■ Exercise
Please copy out the records from the line containing "of the athletic" through the line containing "column 69, row 311", keeping every character unchanged.

■ Supplied material
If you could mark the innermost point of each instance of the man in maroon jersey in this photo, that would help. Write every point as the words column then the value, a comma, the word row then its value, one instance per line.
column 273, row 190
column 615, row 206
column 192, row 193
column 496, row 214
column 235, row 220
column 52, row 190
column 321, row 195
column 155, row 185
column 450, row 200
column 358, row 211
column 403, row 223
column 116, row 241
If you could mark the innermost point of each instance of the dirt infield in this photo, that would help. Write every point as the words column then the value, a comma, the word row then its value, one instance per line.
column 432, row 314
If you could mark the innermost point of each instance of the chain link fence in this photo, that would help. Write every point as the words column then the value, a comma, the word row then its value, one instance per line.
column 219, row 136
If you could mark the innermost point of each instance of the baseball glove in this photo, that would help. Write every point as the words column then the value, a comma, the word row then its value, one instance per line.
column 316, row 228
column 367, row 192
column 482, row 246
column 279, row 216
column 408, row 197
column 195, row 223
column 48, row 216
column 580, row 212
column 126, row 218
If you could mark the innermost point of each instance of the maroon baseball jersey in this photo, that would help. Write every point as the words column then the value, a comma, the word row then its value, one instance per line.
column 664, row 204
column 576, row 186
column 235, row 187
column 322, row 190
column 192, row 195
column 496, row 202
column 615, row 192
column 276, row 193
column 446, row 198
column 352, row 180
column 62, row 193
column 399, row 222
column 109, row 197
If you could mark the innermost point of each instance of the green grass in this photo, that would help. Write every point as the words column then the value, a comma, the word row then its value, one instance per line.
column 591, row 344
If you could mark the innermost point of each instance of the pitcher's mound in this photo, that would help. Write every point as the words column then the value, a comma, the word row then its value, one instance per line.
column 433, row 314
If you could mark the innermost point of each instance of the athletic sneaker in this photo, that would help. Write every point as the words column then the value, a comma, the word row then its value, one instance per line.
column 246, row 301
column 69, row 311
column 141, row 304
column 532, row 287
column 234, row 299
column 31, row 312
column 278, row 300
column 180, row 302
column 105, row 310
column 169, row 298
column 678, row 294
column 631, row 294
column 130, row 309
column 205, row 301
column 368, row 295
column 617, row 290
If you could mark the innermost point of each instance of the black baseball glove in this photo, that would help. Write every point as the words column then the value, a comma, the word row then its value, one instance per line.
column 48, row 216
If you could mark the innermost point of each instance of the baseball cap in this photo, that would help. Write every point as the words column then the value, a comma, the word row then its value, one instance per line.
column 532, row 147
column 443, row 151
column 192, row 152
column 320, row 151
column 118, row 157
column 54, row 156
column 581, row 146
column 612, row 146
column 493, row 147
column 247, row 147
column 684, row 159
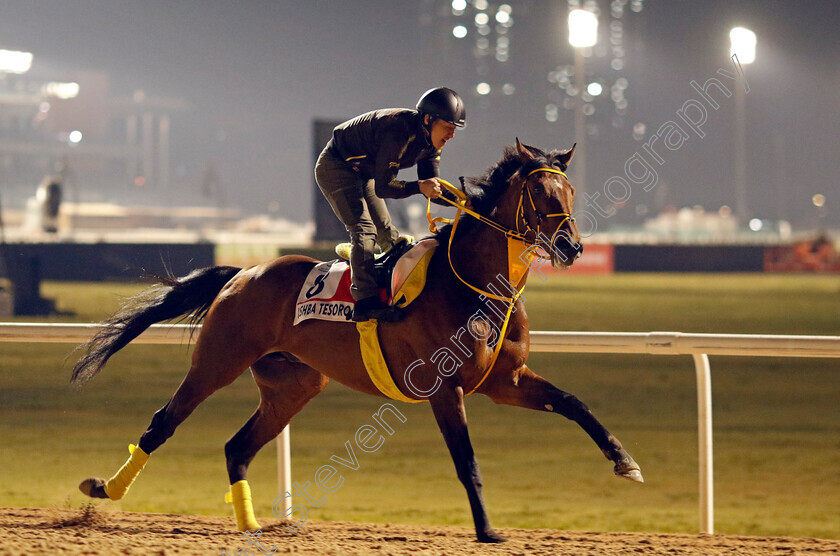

■ Response to this task
If you could mark the innermost point of each instance of the athletic sneaker in this photo, that would help. Write every point as the words column then the value, a comma, the word row then its value, one instance per line.
column 246, row 301
column 69, row 311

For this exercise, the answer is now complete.